Materials provided:

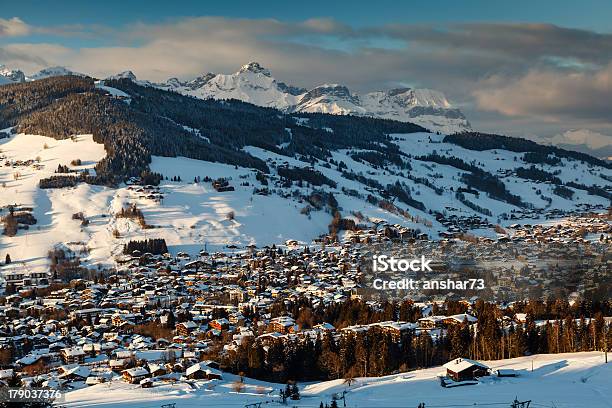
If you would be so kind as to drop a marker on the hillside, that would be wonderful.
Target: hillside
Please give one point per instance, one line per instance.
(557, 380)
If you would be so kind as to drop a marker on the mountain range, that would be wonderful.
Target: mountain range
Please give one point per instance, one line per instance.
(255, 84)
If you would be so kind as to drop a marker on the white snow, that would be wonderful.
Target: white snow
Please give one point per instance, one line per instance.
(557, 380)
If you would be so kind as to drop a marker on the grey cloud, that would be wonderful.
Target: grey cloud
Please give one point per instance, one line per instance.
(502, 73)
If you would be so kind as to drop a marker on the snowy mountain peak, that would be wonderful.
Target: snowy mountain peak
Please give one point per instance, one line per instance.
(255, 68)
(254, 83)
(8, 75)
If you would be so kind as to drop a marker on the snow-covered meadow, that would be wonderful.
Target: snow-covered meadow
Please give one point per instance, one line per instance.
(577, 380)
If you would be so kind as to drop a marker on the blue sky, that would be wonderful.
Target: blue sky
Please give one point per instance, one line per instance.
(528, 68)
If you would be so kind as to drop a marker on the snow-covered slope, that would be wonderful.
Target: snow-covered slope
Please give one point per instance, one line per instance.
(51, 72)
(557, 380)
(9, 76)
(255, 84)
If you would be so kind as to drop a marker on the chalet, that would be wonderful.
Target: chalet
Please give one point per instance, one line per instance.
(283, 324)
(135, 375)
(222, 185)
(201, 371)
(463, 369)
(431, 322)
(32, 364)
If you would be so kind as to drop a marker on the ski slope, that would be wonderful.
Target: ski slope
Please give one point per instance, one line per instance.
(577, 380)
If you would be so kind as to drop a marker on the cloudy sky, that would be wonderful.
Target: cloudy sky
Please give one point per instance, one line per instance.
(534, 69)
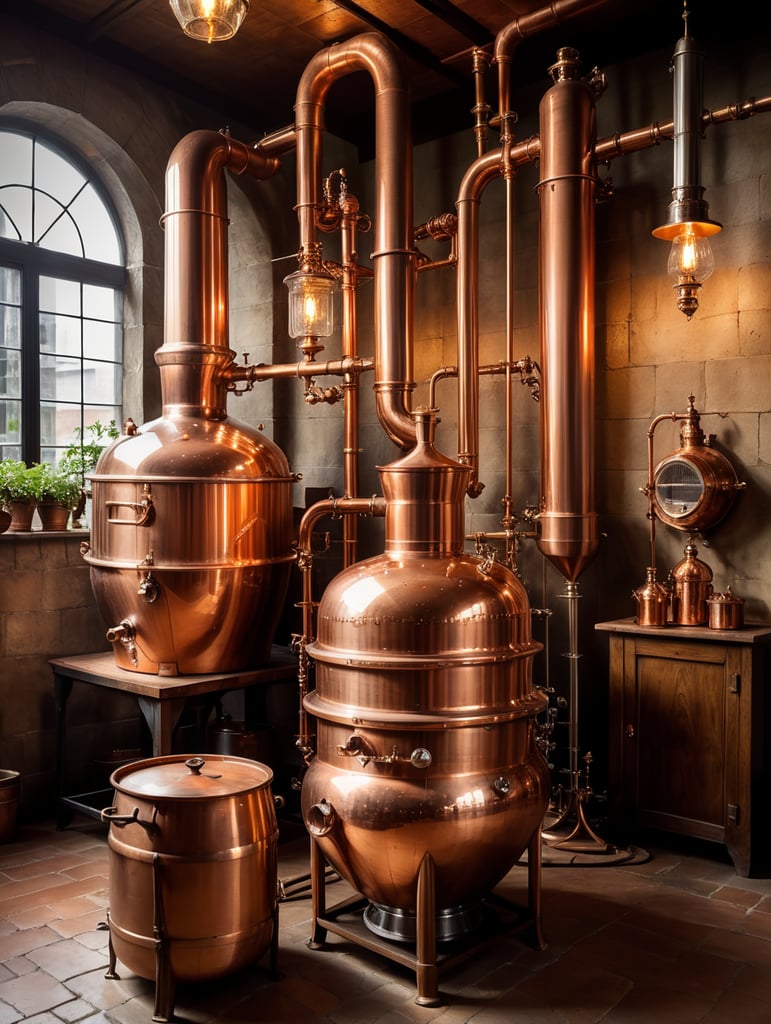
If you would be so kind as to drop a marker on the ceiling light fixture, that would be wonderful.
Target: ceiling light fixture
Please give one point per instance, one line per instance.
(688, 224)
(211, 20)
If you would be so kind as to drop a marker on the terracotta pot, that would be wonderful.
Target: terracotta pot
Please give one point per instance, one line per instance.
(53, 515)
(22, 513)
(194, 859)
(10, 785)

Your objective: Transcribe the records above verbatim. Do not carry over any picture.

Answer to this exercise:
If you would be so kind as to drop a marker on the hillside, that would be wonderful.
Target: hillside
Please give one point per instance, one line per instance.
(557, 380)
If you would be so kind as to drop a marker on the mountain range, that would be wonderful.
Target: mountain range
Please give one point per instance, one line per instance.
(255, 84)
If you would be so kind as to drop a marker on the white snow, that would be wonderful.
Target: white snow
Please give one point per instance, one line per instance.
(557, 380)
If you would be so kind as to drop a marker on the grey cloud, that would be wonderful.
Target: grey cloud
Please give one point per instance, one line per instance.
(502, 73)
If you would be so kind as to drop a marker on the snowy mountain peak, that would be wonderful.
Target: snowy mountain peak
Please give one point per instance, one line per instance.
(255, 68)
(254, 83)
(8, 75)
If you would be so kind as to drop a marker on the snow-covered meadow, that would be wonderful.
Target: snow-covered meadow
Please give one point per instance, one line per instance.
(577, 380)
If you would be so kind as to drop a marker on the blue sky, that would be wonderful.
Target: blue sky
Please give one point per instance, one line per instance.
(528, 68)
If you would be so kind as to drop a marker on the snow-covered slope, that would be wonderful.
Target: snow-covered slope
Please give one point per instance, one line per instance.
(51, 72)
(557, 380)
(9, 76)
(255, 84)
If you would be so kind as to drop a marker on the chalet, that would be wonderful.
Target: chalet
Please give one point per instance, one line per instance.
(283, 324)
(135, 375)
(222, 185)
(201, 371)
(463, 369)
(431, 322)
(32, 364)
If you would be so kind as to drop a marker on the ski slope, that would be wonderful.
Target: ski slope
Please give one point per instance, one line per instance.
(577, 380)
If you would be so kind as to drop a marker on the cloudy sky, that would be wonderful.
Target: cloudy sky
Please give one point per instance, one line per instance.
(534, 69)
If you would be so kind as to drop a marker on the ceiling light fixture, that would be wonderful.
Target: ceiling light fixture
Please give one point per instance, one line per instance.
(688, 224)
(211, 20)
If you would be so kind as to drop a marker on the terracotta pot, that would be wonderful.
Target: terracotta pot
Please give one point per instance, one line per instance.
(53, 515)
(22, 513)
(194, 859)
(10, 785)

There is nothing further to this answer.